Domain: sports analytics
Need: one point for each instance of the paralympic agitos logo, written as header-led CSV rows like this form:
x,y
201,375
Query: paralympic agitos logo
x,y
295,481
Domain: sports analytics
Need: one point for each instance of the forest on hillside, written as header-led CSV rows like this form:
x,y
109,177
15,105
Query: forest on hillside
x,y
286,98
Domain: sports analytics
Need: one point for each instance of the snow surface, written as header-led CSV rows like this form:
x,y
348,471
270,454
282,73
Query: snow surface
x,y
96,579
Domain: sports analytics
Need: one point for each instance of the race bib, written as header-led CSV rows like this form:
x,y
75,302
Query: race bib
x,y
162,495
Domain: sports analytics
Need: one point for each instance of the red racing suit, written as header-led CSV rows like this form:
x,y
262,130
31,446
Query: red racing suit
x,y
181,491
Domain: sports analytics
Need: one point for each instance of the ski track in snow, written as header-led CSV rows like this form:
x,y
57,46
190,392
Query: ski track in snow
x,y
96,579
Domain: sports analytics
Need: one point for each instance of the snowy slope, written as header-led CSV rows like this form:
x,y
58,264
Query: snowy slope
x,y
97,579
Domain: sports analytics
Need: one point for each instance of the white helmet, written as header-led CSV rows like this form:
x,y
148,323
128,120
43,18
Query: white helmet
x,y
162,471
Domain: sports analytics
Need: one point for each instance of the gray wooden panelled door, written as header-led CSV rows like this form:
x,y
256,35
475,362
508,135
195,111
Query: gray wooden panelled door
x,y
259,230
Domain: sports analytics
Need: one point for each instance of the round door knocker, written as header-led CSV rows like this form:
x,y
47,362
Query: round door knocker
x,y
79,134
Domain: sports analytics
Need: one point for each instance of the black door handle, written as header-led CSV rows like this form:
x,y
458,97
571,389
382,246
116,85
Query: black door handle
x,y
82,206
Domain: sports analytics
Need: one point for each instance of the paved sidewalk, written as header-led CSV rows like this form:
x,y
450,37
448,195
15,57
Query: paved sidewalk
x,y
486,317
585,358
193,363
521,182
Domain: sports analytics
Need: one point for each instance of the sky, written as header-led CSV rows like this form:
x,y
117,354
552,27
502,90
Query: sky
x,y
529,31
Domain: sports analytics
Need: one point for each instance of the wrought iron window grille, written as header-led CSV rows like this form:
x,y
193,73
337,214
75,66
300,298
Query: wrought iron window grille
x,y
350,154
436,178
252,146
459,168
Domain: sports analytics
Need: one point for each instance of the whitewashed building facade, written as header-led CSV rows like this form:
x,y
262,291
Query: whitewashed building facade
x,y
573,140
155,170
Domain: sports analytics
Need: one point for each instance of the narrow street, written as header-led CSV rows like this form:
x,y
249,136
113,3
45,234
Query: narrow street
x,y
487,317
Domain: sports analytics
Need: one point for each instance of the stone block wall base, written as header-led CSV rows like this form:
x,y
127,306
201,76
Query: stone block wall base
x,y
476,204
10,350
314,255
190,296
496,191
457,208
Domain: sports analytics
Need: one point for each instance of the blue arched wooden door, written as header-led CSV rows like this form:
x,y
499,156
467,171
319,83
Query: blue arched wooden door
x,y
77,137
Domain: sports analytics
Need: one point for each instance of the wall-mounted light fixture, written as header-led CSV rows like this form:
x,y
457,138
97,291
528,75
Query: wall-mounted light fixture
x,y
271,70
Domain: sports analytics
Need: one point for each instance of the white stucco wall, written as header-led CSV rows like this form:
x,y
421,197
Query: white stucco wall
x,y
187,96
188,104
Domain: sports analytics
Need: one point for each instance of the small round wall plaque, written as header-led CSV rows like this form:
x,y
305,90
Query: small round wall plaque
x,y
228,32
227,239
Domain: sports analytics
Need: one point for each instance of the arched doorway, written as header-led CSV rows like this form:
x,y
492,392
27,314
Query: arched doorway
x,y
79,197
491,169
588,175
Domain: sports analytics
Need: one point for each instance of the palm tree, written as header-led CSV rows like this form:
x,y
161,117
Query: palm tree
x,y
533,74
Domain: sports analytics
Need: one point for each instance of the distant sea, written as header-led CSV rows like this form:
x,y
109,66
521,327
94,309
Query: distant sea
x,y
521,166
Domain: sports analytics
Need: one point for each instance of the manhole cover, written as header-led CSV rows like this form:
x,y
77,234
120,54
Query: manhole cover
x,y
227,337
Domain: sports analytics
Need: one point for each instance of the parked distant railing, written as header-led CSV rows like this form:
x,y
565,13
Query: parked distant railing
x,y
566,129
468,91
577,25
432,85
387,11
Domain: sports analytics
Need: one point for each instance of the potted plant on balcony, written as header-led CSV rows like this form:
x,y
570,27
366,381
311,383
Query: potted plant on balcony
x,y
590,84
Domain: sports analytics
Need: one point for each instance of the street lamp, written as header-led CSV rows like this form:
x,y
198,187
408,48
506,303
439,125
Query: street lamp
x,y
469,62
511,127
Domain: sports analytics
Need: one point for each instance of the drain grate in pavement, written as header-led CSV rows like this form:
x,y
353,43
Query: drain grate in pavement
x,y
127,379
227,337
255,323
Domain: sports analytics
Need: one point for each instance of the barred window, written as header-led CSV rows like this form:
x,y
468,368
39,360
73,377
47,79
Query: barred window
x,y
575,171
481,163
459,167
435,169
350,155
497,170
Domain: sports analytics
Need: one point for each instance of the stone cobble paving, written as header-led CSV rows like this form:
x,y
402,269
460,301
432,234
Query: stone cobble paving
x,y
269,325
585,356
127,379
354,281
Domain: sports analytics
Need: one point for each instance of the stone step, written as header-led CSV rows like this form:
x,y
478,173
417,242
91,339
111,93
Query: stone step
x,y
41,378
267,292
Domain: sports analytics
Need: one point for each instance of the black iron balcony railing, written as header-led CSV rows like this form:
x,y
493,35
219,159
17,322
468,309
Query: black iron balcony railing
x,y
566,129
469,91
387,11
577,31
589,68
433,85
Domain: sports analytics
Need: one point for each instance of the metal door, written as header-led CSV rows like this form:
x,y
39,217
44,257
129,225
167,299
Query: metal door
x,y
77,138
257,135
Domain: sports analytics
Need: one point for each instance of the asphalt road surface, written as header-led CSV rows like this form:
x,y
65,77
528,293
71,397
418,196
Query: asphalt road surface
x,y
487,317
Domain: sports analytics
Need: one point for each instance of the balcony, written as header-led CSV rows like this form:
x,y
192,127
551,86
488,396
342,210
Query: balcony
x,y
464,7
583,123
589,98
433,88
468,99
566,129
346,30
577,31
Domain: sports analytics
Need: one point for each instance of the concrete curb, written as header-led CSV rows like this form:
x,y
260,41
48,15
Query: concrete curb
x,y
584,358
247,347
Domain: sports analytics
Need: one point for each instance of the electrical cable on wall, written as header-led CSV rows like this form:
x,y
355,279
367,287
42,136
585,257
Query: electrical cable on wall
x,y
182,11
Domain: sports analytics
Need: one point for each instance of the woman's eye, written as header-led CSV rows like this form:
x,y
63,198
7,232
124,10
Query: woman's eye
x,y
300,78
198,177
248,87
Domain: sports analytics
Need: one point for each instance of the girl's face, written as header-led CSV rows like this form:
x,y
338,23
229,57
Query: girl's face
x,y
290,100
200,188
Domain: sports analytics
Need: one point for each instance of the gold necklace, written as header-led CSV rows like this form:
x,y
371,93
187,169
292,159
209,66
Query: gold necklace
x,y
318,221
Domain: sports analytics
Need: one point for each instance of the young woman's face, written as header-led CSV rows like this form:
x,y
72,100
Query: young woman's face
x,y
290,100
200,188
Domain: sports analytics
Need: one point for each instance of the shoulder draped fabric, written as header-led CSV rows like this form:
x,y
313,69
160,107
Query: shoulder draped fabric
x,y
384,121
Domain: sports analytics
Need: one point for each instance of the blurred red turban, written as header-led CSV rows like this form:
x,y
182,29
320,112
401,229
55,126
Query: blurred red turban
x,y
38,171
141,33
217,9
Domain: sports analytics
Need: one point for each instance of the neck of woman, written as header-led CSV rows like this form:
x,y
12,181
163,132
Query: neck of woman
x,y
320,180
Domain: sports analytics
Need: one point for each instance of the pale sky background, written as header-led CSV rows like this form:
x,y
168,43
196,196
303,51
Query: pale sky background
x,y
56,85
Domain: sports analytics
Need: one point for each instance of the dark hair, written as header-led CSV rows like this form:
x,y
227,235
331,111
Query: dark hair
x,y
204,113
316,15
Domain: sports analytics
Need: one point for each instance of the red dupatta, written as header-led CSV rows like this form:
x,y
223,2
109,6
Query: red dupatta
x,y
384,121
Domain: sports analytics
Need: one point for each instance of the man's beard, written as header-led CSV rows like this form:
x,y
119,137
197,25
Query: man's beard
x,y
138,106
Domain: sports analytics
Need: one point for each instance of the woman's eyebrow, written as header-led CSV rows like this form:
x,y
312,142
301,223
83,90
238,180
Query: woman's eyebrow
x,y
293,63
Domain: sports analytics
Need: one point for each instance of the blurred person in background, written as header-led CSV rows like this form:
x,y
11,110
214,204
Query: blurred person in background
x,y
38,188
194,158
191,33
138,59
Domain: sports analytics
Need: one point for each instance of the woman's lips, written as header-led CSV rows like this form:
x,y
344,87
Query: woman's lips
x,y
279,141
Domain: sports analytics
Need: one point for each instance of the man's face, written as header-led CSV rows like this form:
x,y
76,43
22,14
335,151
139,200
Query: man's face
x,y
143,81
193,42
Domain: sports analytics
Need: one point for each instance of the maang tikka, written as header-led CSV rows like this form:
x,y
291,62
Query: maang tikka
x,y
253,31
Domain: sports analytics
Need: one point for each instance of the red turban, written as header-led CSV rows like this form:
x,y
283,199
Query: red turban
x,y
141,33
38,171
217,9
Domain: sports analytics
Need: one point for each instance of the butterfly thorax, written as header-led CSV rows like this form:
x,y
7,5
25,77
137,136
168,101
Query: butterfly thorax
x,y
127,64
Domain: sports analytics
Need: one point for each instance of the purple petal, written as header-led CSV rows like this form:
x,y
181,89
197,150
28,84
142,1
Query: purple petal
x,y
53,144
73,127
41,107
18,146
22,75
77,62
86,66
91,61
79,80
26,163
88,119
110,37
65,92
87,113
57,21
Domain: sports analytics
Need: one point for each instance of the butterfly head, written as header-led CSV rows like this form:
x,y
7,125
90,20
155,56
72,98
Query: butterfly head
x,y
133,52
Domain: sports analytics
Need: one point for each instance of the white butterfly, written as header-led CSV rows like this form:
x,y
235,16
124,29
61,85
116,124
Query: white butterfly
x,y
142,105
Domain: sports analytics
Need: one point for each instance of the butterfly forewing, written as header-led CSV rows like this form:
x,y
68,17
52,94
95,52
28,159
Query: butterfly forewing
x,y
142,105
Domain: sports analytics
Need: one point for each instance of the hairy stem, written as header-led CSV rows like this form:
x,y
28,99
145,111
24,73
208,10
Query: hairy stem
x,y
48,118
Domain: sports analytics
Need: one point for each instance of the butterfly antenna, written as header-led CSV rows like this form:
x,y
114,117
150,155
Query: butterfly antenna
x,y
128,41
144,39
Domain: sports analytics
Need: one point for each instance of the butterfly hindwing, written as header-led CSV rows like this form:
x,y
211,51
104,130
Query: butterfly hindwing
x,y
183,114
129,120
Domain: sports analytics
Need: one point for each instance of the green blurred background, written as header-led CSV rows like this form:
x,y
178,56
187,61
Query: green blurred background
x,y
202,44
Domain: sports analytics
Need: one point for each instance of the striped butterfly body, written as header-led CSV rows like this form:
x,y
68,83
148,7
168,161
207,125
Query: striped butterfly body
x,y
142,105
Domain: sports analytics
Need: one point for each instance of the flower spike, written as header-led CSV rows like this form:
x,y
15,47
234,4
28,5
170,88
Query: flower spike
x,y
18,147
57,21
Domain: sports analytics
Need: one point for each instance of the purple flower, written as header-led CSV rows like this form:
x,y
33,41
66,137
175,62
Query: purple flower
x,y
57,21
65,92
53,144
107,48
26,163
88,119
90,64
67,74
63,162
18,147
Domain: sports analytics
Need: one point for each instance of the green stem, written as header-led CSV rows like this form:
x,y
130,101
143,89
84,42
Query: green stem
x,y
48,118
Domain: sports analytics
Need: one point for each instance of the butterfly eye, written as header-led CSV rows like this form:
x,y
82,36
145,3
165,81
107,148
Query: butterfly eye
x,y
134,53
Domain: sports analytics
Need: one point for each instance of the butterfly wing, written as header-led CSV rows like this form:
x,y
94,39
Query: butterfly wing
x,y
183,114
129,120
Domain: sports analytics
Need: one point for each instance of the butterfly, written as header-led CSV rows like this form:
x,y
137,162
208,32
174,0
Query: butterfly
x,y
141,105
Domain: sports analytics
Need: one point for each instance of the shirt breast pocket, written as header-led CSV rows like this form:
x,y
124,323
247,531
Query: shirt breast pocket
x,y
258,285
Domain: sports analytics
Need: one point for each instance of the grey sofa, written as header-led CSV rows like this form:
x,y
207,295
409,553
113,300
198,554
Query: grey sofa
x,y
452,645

——

■ **Exercise**
Please give an exact restatement of only the lines from the beginning of the material above to the line with "Need: one point for each instance of the snowy", inclusive.

■ **Exercise answer**
Domain: sports analytics
Need: one point for each instance of the paralympic agitos logo, written as header-led CSV rows like this form:
x,y
201,375
Query: paralympic agitos logo
x,y
295,481
Domain: sports analytics
Need: one point for each instance of the forest on hillside, written as header-led CSV rows like this form:
x,y
109,177
15,105
Query: forest on hillside
x,y
286,98
Domain: sports analytics
Need: one point for each instance of the snow surface, written as header-led CSV rows like this form:
x,y
348,471
270,454
282,73
Query: snow surface
x,y
96,579
Domain: sports analytics
Need: one point for each instance of the race bib, written as header-led CSV rows like this form:
x,y
75,302
Query: race bib
x,y
162,495
Domain: sports analytics
Need: one point for each instance of the red racing suit, written as header-led CSV rows like this form:
x,y
262,130
31,446
Query: red racing suit
x,y
181,491
Domain: sports analytics
Need: one point for each instance of the ski track in snow, written as header-led CSV rows like this form:
x,y
57,46
190,392
Query: ski track in snow
x,y
96,579
Domain: sports analytics
Need: one point for each instance of the snowy slope, written as header-led CSV rows like this form:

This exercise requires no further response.